TEXT SECTION
○ ○ ○ ○

Guardian works with clients on a contingent basis and only charges a fee when clients receive an increase in their monthly disability benefit. See e.g., Doc. 52-1 at p. 5 ¶ 2(a)(6). It charges clients five times the increase in their monthly compensation. Id. at p. 9 ¶ 3(c). It provides options to pay either a lump sum with a 10% discount or monthly scheduled payments. Id. at pp. 10–11 ¶ 4(d); see also Doc. 52-2 at 3, 5, 8, 11.
The plaintiffs’ testimony confirms Guardian’s standard process for assisting clients. Ms. Ford testified that Guardian compiled her claim by sending her claim packet in an envelope prepped and ready to go. Doc. 106-2 at 7–8, 14, 34; see also Doc. 73-8 at ¶¶ 15–21, 26–30. She “gave them access to [her] records, and they put it all together.” Doc. 106-2 at 7. Guardian set up her doctors’ appointments. Id. at 7. Mr. Otters testified
that the process followed the same way for him, see Doc. 106-16 at 14–16; see also Doc. 73-10 at ¶¶ 15–21, as did Mr. Beard. See Doc. 106-9 at 17, 21; see also Doc. 73-9 at ¶¶ 16–22. Guardian assisted Ms. Ford with two non-initial VA disability claims. Doc. 73-8 at ¶¶ 7–31; Doc. 52-2 at 3, 5. As a result of the first claim submitted with Guardian’s
assistance, her disability rating increased from 60% to 70%. Doc. 73-8 at ¶ 22; Doc. 52-2 at 3; Doc. 73-5 at 4. Her monthly compensation increased from $1,585.03 to $1,962.95 for a total increase of $377.92. Doc. 52-2 at 3. Guardian charged her a fee of $1,880, five times her total increase rounded down to the nearest $10 increment. Id. She paid the entire invoice. Doc. 73-8 at ¶ 25. As a result of the second claim submitted with Guardian’s assistance, her disability rating increased from 70% to 80%. Id. at ¶ 31; Doc.
52-2 at 5. Her monthly compensation increased from $2,133.06 to $2,471.15 for a total increase of $338.09. Doc. 52-2 at 5. Guardian charged her a fee of $1,690, five times her total increase rounded down to the nearest $10 increment. Id. She paid the entire invoice. Doc. 73-8 at ¶ 34. Guardian assisted Mr. Otters with a non-initial VA disability claim. Doc. 73-10 at
¶ 22; Doc. 52-2 at 11. As a result of the claim, his disability rating increased from 70% to 90%, and his monthly compensation increased from $1,977.06 to $2,576.39 for a total increase of $599.33. Doc. 73-10 at ¶¶ 22, 24; Doc. 52-2 at 11. Guardian charged him a fee of $2,990, five times his total increase rounded down to the nearest $10 increment. Doc. 52-2 at 11. He paid the entire invoice. Doc. 73-10 at ¶ 25.
Guardian assisted Mr. Beard with an initial VA disability claim. Doc. 73-9 at 3, 6; Doc. 52-2 at 8. As a result of the claim, he received a disability rating of 100% and monthly compensation of $4,272.80. Doc. 73-9 at ¶ 23; Doc. 52-2 at 8; Doc. 73-5 at 5. Guardian charged him a fee of $21,360, five times his total compensation increase rounded down to the nearest $10 increment. Doc. 52-2 at 8. He paid $19,224 and has an outstanding balance of $2,136. Doc. 73-9 at ¶ 27.

○ ○ ○ ○

TASK DIRECTIONS
Carry on the court excerpt about Guardian's fees for VA disability claims, starting after its final sentence.

RECORDS SUPPLIED
○ ○ ○ ○

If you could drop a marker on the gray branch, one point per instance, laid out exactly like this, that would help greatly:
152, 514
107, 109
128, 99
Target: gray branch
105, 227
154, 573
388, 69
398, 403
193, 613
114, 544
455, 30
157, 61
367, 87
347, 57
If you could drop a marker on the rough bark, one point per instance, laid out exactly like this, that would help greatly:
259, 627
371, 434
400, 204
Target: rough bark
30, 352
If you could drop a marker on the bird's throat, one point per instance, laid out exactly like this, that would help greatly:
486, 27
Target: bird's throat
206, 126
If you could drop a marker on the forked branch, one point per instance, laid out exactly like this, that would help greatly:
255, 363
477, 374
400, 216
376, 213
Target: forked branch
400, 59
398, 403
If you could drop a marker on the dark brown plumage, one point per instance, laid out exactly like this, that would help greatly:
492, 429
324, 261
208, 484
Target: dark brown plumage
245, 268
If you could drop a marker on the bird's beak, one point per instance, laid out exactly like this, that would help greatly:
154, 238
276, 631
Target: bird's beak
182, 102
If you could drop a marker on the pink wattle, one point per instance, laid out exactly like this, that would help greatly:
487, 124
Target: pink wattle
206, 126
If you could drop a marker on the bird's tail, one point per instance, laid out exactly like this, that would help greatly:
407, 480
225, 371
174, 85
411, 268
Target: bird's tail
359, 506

○ ○ ○ ○

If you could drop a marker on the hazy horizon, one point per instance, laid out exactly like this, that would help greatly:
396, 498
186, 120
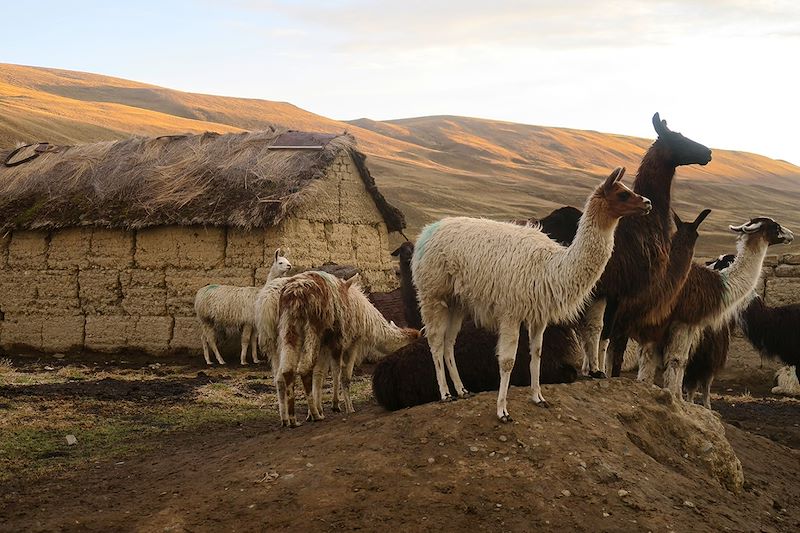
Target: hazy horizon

○ ○ ○ ○

RESPONSE TO THIS EXERCISE
It is undisputed that Guardian charges “more” for initial claims than accredited agents because Guardian charges fees for initial claims, Doc. 52-1 at pp. 8–9 ¶ 3, and accredited agents cannot charge anything for initial claims. See 38 U.S.C. § 5904(c)(1). Guardian acknowledges that if it were accredited it could not charge fees for assisting veterans file initial VA disability claims. Doc. 73-2 at 29–33. Because Guardian does not include its name and involvement in claim preparation
and presentation in the claim forms it prepares and instructs veterans to similarly exclude that fact, the VA does not review Guardian’s fees for non-initial claims under the VA’s reasonableness requirements that apply to the fees charged by accredited agents. See 38 C.F.R. § 14.636(e). Those regulations provide that “[f]ees which exceed 33 1/3 percent of any past-due benefits awarded shall be presumed to be unreasonable.” Id.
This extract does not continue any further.